*Dataset rows*.
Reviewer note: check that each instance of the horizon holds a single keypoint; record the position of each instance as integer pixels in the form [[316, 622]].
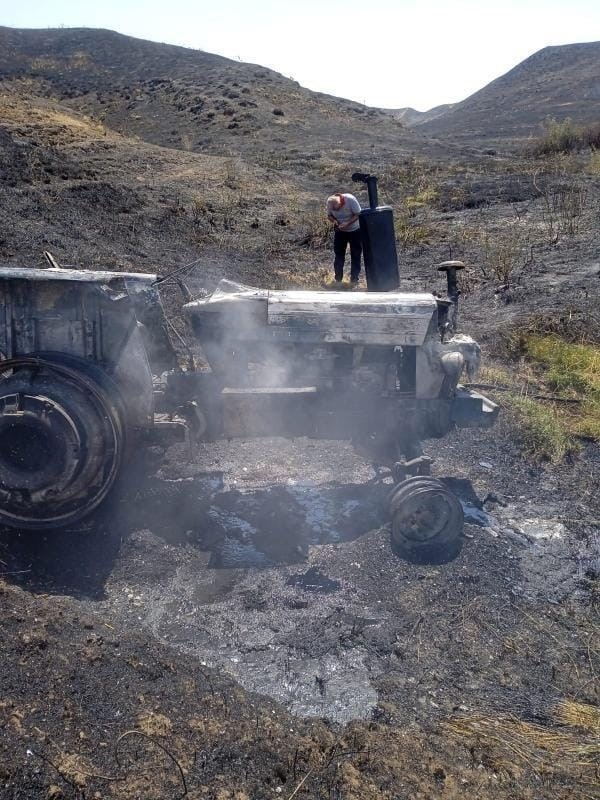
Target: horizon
[[480, 51]]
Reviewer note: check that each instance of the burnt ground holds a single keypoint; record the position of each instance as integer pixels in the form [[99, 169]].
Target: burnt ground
[[238, 626], [235, 624]]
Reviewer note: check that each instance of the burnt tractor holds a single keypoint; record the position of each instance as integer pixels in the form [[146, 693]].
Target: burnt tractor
[[88, 375]]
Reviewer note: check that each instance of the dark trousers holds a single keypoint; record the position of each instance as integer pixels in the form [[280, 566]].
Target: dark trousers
[[341, 239]]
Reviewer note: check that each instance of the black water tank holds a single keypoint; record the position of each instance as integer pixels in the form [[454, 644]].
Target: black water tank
[[379, 249]]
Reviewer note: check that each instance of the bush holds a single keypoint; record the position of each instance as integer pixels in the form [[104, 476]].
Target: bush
[[565, 136]]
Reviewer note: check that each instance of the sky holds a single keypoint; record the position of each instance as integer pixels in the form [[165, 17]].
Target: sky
[[385, 53]]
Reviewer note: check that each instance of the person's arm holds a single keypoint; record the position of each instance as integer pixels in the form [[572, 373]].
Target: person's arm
[[349, 222], [354, 206]]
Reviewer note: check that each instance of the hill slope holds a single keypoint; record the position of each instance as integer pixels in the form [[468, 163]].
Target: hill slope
[[555, 82], [192, 100]]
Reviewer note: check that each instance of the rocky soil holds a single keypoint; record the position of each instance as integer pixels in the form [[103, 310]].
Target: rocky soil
[[234, 624]]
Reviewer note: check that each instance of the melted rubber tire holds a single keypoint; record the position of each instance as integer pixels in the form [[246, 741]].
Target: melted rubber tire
[[427, 521], [45, 493]]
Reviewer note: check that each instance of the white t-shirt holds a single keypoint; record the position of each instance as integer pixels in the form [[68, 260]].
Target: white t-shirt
[[351, 206]]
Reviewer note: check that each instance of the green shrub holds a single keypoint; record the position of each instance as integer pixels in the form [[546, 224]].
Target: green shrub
[[565, 136]]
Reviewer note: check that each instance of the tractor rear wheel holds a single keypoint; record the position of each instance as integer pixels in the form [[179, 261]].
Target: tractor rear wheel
[[62, 440]]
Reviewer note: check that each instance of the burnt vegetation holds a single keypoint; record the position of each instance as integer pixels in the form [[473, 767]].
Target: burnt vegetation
[[120, 154]]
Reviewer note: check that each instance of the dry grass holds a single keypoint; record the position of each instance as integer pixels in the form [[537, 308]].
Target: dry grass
[[552, 393], [569, 745]]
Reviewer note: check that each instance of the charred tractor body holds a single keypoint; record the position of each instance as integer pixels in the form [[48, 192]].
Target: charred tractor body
[[88, 375]]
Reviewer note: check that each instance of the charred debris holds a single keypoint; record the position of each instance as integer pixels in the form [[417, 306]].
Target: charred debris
[[88, 375]]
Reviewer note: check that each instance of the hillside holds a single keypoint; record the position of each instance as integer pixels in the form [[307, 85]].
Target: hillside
[[195, 101], [557, 82], [412, 117]]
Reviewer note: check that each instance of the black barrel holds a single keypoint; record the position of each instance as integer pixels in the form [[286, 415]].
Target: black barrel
[[379, 249]]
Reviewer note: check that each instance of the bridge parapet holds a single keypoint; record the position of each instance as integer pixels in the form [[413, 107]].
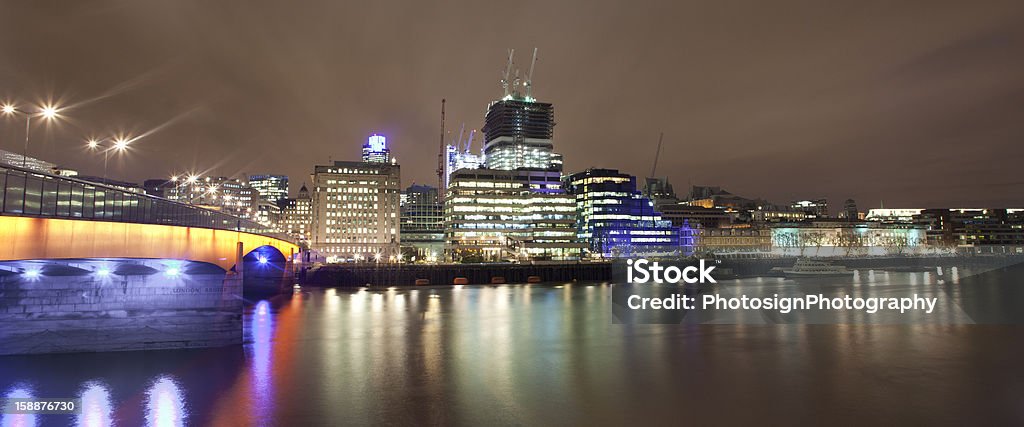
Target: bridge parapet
[[44, 216], [32, 194]]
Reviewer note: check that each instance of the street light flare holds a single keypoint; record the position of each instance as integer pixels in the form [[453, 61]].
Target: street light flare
[[49, 112]]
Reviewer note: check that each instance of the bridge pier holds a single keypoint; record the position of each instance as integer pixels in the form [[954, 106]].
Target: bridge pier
[[117, 304]]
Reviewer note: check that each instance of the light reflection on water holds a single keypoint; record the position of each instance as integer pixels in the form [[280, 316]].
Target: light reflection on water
[[18, 420], [537, 354], [96, 408], [165, 406]]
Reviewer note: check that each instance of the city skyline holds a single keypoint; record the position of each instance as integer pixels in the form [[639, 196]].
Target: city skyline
[[730, 116]]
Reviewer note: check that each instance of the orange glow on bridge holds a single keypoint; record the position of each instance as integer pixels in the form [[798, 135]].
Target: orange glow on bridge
[[26, 238]]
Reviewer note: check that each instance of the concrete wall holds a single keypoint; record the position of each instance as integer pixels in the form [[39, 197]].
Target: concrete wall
[[112, 305]]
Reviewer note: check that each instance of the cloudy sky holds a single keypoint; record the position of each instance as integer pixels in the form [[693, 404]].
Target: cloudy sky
[[913, 103]]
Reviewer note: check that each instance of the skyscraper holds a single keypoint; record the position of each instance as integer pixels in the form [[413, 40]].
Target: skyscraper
[[517, 129], [422, 222], [515, 207], [376, 151], [616, 220], [272, 188], [355, 209], [297, 215]]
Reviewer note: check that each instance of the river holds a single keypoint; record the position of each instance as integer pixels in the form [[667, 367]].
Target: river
[[541, 354]]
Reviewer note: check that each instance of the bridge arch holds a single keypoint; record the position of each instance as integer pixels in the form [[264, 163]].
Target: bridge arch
[[31, 238]]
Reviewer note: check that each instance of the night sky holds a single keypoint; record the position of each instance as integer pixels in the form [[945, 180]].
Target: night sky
[[913, 103]]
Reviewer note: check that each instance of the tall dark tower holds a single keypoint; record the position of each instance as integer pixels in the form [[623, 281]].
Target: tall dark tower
[[517, 129]]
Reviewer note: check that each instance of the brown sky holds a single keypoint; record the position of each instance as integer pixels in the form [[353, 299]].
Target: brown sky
[[916, 103]]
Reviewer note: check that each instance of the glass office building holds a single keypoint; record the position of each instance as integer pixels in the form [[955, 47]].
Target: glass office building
[[272, 188], [616, 220], [494, 215]]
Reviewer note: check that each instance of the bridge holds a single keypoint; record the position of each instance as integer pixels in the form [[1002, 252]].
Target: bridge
[[92, 267]]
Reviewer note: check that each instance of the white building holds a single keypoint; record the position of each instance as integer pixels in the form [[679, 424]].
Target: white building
[[355, 210]]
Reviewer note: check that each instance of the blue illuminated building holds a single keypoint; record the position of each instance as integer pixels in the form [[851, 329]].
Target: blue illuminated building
[[616, 220], [376, 151]]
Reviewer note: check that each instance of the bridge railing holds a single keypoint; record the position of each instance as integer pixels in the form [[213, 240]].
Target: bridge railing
[[34, 194]]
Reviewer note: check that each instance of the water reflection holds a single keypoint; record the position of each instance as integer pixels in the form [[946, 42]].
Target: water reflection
[[165, 406], [18, 420], [262, 346], [531, 354], [96, 409]]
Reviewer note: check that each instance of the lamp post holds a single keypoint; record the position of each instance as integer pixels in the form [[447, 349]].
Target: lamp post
[[47, 112], [119, 144]]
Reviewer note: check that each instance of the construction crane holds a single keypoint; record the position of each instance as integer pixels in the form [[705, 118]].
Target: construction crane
[[529, 77], [656, 154], [440, 159], [469, 142]]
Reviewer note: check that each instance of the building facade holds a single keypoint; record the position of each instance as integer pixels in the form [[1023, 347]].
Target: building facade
[[422, 223], [615, 220], [297, 216], [495, 215], [272, 188], [355, 210], [840, 238], [376, 151]]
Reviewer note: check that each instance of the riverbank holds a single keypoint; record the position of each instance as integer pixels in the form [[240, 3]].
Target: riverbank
[[445, 274]]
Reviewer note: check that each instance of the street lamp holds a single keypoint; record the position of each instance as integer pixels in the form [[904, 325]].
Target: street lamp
[[48, 112], [119, 144]]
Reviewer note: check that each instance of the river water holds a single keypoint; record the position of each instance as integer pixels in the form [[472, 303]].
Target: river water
[[542, 354]]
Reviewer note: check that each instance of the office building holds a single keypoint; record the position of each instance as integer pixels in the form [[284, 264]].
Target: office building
[[817, 208], [272, 188], [973, 229], [230, 196], [495, 215], [376, 151], [297, 216], [518, 129], [355, 207], [422, 225], [18, 160], [616, 220]]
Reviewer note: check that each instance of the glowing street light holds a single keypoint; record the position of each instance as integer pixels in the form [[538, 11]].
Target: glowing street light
[[120, 144], [48, 112]]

*The exercise*. Recast the lines from the one containing "Reviewer note: check that each instance of the tractor" to the one containing "[[62, 440]]", both included, as a Markdown table with a Row column numbering each line and a Text column holding the line itself. Leave out any blank lines.

*Correct answer*.
| Row | Text |
|---|---|
| 1 | Reviewer note: check that each instance of the tractor rear wheel holds a single keypoint; record the position of each instance as integer pixels in the form [[179, 261]]. |
| 2 | Target: tractor rear wheel |
| 3 | [[62, 440]] |